## Challenges
1. Translate this sentence from the article on food productivity and preservation into French: "Burgeoning population has heightened the need for greater productivity and efficiency in preservation methods."
2. Write out the passage of the food safety article from "Burgeoning population has" to "those safety standards.".
3. Extend the article on food productivity and preservation, picking up after its last sentence.

## Article
..........

Home » FSS ACT » More food productivity, better preservation must

More food productivity, better preservation must

July 11, 2016,
With concern over food safety slowly but surely nestling in the collective consciousness of consumers, the demand on the food delivery system is growing. Food safety standards continue to be redefined and recalibrated along the entire chain, and product management at its source is increasingly being viewed as a crucially important step in ensuring that the food that reaches our tables is safe. The focus is finally on the farm.
Burgeoning population has heightened the need for greater productivity and efficiency in preservation methods. Chemicals in the form of fertilisers, pesticides, insecticides and preservatives have come to play a part in the push for these goals, and their negative impact on food safety needs to be nullified. The Food Safety and Standards Authority of India (FSSAI) has spelt out the Maximum Residue Limits (MRL) for pesticides in fruits and vegetables, and the challenge for the food production and delivery chain is to constantly meet those safety standards.

..........

## Information provided

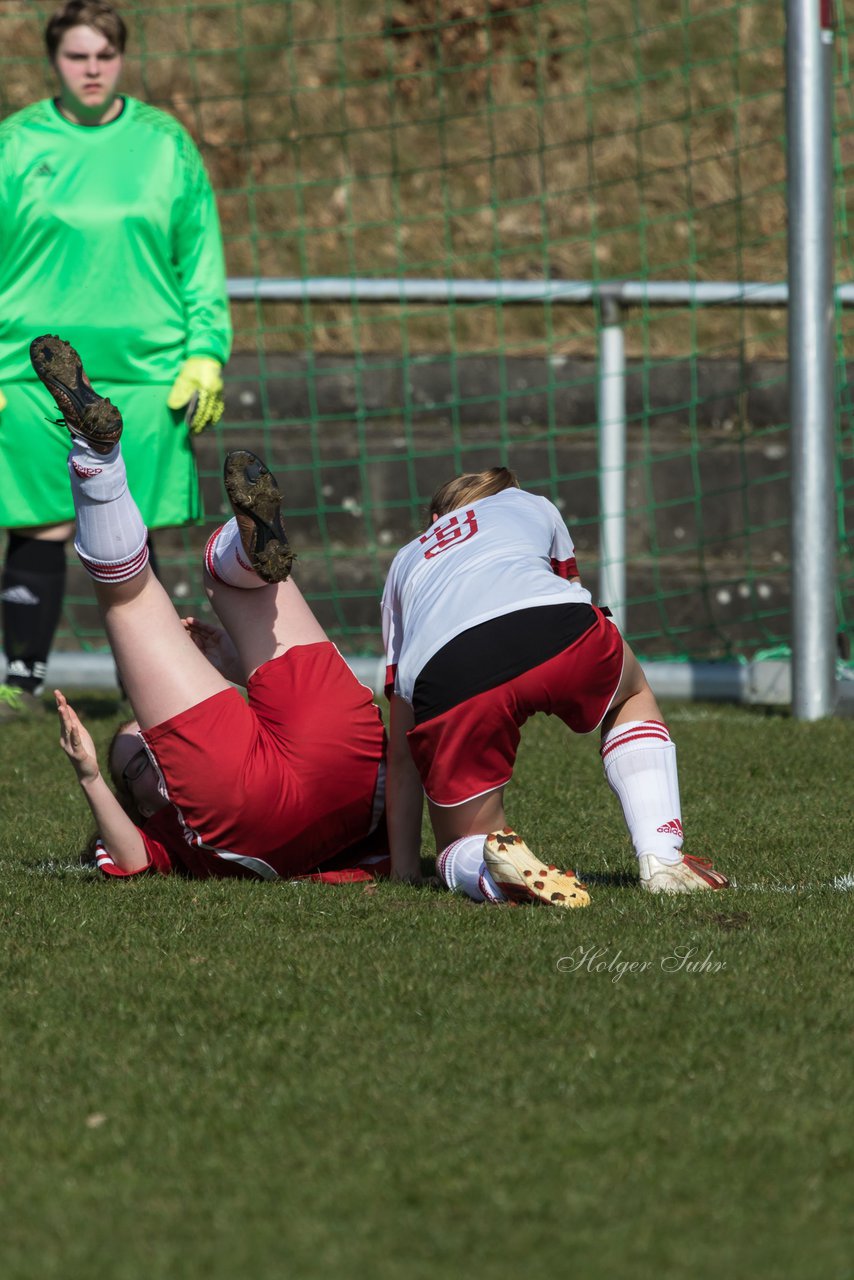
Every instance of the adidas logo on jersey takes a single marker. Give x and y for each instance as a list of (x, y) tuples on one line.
[(85, 472), (18, 595)]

..........

## Results for each task
1. La croissance rapide de la population a accru le besoin d'une plus grande productivité et d'une meilleure efficacité des méthodes de conservation.

2.
Burgeoning population has heightened the need for greater productivity and efficiency in preservation methods. Chemicals in the form of fertilisers, pesticides, insecticides and preservatives have come to play a part in the push for these goals, and their negative impact on food safety needs to be nullified. The Food Safety and Standards Authority of India (FSSAI) has spelt out the Maximum Residue Limits (MRL) for pesticides in fruits and vegetables, and the challenge for the food production and delivery chain is to constantly meet those safety standards.

3.
Thanks to sustained campaigns consciousness over food safety is gaining ground rapidly. It is expected encompass more and more consumers in the coming years, and there is now a growing number of consumers ready to pay the extra buck for safer food. This backdrop will buttress the belief that now is the time to have the farmers play a bigger role in the food safety chain. It has to start with convincing and committing them to that path, and educating them on the methods and means to achieve those goals. In most cases round the country, it will entail big course corrections.
For example, farmers usually make sure they sell the fruits or vegetables they produce as early as possible to avoid the risk of damage by pests, often oblivious to the pre-harvest gaps prescribed for the pesticide. In certain areas, they lease out their land to traders. In the absence of training or knowledge about their use, farmers and traders spray pesticides and insecticides as guided by the salesmen. An assessment of practices required to ensure compliance must be made and training imparted to help farmers achieve them. Technical manpower will have to be mobilised to meet and monitor objectives. It is, thus, important to promote ‘best practices’ among farmers, possibly in a certifiable form, so that consumers are satisfied with the safety of the food they are buying and the farmers bask and blossom in the trust such certification brings.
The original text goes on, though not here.